**EXERCISE DETAILS:**
Transcribe the whole Spanish tortilla recipe text below, word for word.

--- start of SUPPLIED TEXT ---

Which reminds me of a very interesting article I once read (below) that explains different handling methodologies for eggs in the US versus Europe. Very interesting if you have time for the reading: http://www.forbes.com/sites/nadiaarumugam/2012/10/25/why-american-eggs-would-be-illegal-in-a-british-supermarket-and-vice-versa/


 
But anyway... Back to the recipe!

So I had to make a quick lunch today and realized I had no leftovers in my fridge and nothing to thaw in my freezer! Before I started to panic, I opened the fridge and saw the carton of eggs and half an onion. But I didn't want to eat a plain omelet... Then it hit me! A dish my mom used to make all the time when I was a kid: SPANISH TORTILLA! I didn't really like it back then, I'll be honest, as I'm not a huge fan of potatoes but then I realized I could sautee them first and make them crispy to help improve the flavor. I also had leftover cream and parmesan in my fridge so I knew any dish I decided upon couldn't taste bad. Grab that old potato there in the back of my pantry and voilà... A fast feast!

Spanish tortillas are basically a thick omelet  with potatoes and, as far as growing up where I did, some onions sometimes too. Feel free to skip these if you don't have any or if you don't like them. Sautée the potatoes and onions for extra flavor but don't feel guilty if you don't have time for this step as the dish will work just fine without it.

> Ingredients: (for 4)

1 large potato, steamed, diced small
4 eggs (any size!)
1/2 large onion diced small
1/2 T vegetable oil
1/2 T butter
1/8 teaspoon of paprika
salt & pepper to taste
3 T heavy cream (optional, I had in my fridge so I used it. Can be replaced by milk)

--- end of SUPPLIED TEXT ---
--- start of DATASET ROWS ---

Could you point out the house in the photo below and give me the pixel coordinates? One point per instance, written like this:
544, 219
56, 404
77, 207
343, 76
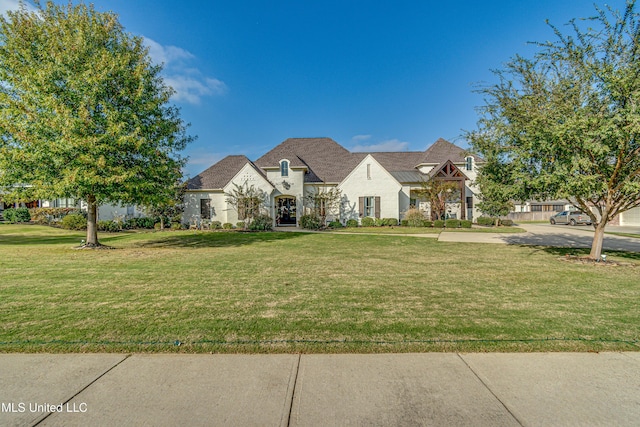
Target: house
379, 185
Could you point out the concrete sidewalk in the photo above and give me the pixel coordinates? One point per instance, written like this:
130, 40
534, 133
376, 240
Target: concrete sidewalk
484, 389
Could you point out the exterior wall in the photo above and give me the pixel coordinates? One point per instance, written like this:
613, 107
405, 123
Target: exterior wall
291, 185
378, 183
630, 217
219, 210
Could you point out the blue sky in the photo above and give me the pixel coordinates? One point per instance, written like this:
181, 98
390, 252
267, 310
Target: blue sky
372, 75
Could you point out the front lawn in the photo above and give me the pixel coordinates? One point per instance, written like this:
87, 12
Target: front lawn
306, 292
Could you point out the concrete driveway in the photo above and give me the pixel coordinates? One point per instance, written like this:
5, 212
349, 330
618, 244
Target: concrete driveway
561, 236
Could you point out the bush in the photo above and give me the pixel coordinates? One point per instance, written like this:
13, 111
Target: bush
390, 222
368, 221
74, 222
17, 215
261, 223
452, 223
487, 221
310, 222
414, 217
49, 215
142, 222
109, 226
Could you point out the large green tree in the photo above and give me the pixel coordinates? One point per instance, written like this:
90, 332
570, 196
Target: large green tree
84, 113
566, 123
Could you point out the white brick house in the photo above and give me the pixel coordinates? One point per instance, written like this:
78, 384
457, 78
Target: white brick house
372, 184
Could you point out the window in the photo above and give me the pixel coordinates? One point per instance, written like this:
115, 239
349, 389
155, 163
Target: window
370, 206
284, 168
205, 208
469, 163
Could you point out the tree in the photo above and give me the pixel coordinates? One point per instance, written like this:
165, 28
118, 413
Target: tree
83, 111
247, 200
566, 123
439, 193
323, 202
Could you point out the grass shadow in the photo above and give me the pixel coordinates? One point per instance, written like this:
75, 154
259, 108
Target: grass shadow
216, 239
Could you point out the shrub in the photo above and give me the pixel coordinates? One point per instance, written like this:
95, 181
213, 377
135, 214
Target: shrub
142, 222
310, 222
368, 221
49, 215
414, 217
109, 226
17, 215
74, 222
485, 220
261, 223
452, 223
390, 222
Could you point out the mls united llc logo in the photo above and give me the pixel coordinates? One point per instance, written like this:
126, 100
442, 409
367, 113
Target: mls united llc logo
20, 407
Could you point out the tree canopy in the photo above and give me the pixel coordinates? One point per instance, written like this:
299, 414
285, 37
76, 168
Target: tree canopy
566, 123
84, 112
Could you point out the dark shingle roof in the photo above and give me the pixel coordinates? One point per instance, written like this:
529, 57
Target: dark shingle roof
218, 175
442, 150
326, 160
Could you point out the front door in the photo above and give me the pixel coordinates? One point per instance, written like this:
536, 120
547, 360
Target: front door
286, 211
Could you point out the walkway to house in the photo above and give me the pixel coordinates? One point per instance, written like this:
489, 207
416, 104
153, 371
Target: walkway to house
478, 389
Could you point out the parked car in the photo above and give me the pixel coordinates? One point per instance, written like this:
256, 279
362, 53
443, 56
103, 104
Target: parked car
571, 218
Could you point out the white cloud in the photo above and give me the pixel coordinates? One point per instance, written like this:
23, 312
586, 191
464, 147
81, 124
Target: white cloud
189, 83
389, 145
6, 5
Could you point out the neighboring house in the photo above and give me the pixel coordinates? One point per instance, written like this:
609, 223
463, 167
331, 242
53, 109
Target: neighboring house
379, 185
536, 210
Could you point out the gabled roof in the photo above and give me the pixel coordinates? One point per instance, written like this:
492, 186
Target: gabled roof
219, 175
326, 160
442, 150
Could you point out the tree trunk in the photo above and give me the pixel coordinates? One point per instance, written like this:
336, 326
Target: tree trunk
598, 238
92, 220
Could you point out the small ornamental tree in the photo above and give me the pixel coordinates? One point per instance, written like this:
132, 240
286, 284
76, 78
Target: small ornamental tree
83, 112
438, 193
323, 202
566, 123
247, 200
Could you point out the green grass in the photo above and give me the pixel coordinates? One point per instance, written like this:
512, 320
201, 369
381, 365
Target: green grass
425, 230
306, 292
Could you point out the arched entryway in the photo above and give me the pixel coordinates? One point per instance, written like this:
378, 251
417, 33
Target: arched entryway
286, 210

--- end of DATASET ROWS ---

**COMPLETE RESPONSE:**
Which reminds me of a very interesting article I once read (below) that explains different handling methodologies for eggs in the US versus Europe. Very interesting if you have time for the reading: http://www.forbes.com/sites/nadiaarumugam/2012/10/25/why-american-eggs-would-be-illegal-in-a-british-supermarket-and-vice-versa/


 
But anyway... Back to the recipe!

So I had to make a quick lunch today and realized I had no leftovers in my fridge and nothing to thaw in my freezer! Before I started to panic, I opened the fridge and saw the carton of eggs and half an onion. But I didn't want to eat a plain omelet... Then it hit me! A dish my mom used to make all the time when I was a kid: SPANISH TORTILLA! I didn't really like it back then, I'll be honest, as I'm not a huge fan of potatoes but then I realized I could sautee them first and make them crispy to help improve the flavor. I also had leftover cream and parmesan in my fridge so I knew any dish I decided upon couldn't taste bad. Grab that old potato there in the back of my pantry and voilà... A fast feast!

Spanish tortillas are basically a thick omelet  with potatoes and, as far as growing up where I did, some onions sometimes too. Feel free to skip these if you don't have any or if you don't like them. Sautée the potatoes and onions for extra flavor but don't feel guilty if you don't have time for this step as the dish will work just fine without it.

> Ingredients: (for 4)

1 large potato, steamed, diced small
4 eggs (any size!)
1/2 large onion diced small
1/2 T vegetable oil
1/2 T butter
1/8 teaspoon of paprika
salt & pepper to taste
3 T heavy cream (optional, I had in my fridge so I used it. Can be replaced by milk)